_Extrahierte Zeilen_

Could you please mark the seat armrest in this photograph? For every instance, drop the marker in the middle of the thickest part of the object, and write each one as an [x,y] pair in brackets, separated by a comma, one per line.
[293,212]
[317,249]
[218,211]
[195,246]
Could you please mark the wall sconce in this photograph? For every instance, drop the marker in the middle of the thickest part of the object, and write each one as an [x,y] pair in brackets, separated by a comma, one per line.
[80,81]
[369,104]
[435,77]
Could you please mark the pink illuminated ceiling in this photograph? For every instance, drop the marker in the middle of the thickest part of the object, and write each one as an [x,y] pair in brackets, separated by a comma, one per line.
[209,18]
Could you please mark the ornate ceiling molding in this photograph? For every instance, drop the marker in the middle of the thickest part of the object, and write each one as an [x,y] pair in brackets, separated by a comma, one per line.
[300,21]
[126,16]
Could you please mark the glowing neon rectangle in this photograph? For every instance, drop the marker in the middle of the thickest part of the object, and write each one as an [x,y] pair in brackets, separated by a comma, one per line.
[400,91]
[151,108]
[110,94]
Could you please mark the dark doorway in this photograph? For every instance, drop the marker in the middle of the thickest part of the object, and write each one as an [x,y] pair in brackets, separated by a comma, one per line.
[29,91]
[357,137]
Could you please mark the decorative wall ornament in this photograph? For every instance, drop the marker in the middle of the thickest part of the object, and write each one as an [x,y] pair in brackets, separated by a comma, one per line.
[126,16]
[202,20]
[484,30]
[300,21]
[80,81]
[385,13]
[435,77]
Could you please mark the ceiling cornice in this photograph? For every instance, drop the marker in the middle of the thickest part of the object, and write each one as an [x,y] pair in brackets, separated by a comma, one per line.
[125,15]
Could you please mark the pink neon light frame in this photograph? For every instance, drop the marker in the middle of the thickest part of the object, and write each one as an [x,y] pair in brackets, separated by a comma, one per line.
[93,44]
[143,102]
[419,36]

==

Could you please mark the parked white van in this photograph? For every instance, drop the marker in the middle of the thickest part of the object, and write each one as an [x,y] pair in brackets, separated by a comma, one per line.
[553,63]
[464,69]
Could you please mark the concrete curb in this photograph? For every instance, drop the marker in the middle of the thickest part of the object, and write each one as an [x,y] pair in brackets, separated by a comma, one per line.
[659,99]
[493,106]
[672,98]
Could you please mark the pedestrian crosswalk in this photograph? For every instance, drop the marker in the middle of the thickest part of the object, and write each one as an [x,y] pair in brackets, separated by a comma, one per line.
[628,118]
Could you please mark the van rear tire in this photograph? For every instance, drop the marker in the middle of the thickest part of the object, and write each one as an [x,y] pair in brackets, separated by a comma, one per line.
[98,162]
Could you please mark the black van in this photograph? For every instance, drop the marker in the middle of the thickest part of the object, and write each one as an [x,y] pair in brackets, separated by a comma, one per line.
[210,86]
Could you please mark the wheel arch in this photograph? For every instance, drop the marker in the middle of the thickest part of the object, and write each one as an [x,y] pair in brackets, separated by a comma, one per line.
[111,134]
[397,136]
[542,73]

==

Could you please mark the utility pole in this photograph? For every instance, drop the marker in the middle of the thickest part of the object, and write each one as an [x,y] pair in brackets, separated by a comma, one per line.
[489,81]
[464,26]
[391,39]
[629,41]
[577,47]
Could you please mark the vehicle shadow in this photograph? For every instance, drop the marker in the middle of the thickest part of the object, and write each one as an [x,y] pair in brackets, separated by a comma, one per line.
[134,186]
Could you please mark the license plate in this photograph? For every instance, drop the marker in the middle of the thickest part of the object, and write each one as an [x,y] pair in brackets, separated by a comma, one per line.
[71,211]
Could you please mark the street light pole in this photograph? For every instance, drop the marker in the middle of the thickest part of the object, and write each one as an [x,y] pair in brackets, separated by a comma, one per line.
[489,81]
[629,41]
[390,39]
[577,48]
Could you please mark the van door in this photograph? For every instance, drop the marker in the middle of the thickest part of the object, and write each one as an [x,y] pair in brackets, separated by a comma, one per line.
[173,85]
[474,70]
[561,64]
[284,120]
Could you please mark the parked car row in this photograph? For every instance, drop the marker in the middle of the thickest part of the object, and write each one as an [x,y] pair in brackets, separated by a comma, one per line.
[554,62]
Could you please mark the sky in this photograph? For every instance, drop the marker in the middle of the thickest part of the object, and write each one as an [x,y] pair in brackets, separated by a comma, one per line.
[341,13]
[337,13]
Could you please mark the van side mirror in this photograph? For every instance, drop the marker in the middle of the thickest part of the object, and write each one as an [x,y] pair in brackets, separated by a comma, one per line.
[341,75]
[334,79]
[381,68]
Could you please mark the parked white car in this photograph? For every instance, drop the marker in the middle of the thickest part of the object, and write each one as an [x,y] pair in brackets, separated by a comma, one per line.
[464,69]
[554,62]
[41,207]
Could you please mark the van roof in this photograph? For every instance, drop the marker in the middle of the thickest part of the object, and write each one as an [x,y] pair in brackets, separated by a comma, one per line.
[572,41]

_Deine Aufgabe_
Ermittle, in wie vielen der Zeilen oben die Zeichenfolge „pole“ vorkommt, wobei Groß- und Kleinschreibung zu beachten ist. Gib nur die Zahl an.

_Endergebnis_
2